● Problem description
In the records below, find the line with "Target: rubia peregrina plant", then copy each line exactly until you have copied the line with "Target: ceramic vase". Leave any picture out.

● Information provided
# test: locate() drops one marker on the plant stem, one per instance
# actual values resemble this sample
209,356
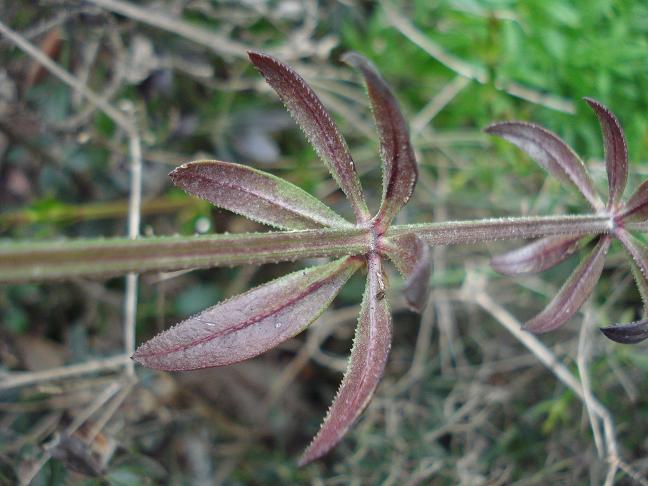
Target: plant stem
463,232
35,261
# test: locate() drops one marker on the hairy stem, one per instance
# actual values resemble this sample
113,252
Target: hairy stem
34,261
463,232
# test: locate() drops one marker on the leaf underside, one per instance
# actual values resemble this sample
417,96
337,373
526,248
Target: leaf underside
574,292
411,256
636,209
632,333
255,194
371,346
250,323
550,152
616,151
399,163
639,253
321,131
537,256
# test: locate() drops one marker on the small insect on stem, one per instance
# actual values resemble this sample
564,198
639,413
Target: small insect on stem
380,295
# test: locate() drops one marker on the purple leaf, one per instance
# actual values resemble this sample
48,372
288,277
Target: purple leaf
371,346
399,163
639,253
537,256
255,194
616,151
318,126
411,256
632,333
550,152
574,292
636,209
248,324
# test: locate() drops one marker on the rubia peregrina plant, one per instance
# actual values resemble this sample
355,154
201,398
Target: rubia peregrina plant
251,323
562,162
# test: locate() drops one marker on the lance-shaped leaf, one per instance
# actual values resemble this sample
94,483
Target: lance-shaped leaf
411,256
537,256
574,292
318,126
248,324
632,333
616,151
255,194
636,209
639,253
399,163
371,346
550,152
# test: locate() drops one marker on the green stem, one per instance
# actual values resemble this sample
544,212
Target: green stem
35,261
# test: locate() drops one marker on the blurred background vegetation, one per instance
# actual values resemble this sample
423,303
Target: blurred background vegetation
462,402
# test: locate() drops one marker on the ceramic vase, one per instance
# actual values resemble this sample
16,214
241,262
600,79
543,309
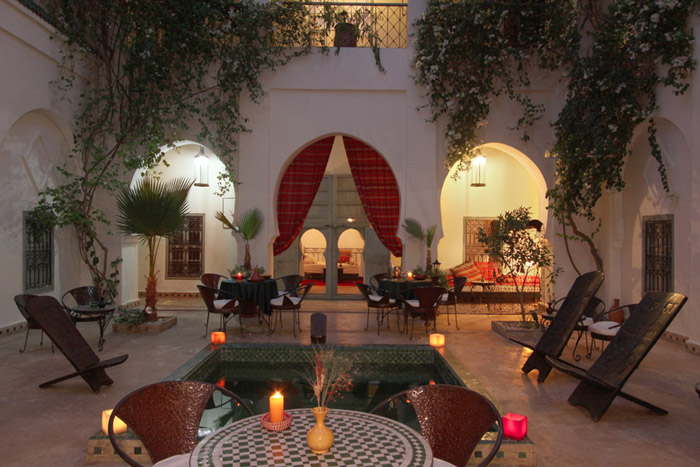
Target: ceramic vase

* * *

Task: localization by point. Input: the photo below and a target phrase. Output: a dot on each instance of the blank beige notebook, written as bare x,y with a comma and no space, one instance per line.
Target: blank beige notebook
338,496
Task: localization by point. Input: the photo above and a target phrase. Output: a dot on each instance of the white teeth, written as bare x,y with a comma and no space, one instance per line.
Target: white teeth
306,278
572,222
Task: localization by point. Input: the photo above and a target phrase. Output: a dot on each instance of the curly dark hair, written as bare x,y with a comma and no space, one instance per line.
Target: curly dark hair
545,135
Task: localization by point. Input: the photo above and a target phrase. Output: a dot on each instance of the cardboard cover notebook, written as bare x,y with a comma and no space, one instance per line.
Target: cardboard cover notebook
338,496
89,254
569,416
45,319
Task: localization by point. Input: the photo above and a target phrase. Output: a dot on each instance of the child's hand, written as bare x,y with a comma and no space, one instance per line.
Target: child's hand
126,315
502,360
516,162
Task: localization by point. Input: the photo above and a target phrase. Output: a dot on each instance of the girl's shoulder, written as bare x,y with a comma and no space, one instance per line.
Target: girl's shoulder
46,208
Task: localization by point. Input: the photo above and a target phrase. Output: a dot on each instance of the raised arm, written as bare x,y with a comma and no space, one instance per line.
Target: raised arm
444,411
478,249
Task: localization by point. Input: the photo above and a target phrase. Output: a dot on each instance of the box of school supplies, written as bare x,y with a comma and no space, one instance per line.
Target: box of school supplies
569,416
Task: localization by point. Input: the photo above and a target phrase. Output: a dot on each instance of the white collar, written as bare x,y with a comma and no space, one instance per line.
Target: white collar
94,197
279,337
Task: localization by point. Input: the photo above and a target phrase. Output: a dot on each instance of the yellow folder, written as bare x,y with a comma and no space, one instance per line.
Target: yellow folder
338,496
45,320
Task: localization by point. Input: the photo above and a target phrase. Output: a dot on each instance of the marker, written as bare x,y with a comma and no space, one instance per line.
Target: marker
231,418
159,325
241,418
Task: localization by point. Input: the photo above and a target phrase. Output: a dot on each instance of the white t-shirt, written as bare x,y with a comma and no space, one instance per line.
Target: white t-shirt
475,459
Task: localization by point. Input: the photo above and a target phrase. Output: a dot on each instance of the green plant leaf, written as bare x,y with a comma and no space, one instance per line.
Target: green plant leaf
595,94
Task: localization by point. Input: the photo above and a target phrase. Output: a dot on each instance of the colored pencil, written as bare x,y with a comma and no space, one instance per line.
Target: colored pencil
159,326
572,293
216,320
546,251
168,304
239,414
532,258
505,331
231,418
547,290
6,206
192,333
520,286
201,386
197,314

● Output of the exercise
Target: rubia peregrina plant
251,323
562,162
# test: locate() drops one marker on the lance-shaped leaf, one per instance
# actual values resemble this sample
94,483
Target: lance-shaped leaf
411,256
537,256
574,292
318,126
248,324
632,333
616,151
255,194
636,209
639,253
399,163
371,346
550,152
# test: locate() drops one marker on the green stem, one per instance
# actual values resemble this sample
544,212
Target: green stem
35,261
# test: locate() drops one marker on the blurred background vegetation, one per instance
# actual values resemble this sample
423,303
Target: blurred background vegetation
462,402
# test: locate() drops one marker on the ceramic vase, one per instance
# actual values resemble this sample
16,214
241,262
600,79
543,309
Target: ceramic vase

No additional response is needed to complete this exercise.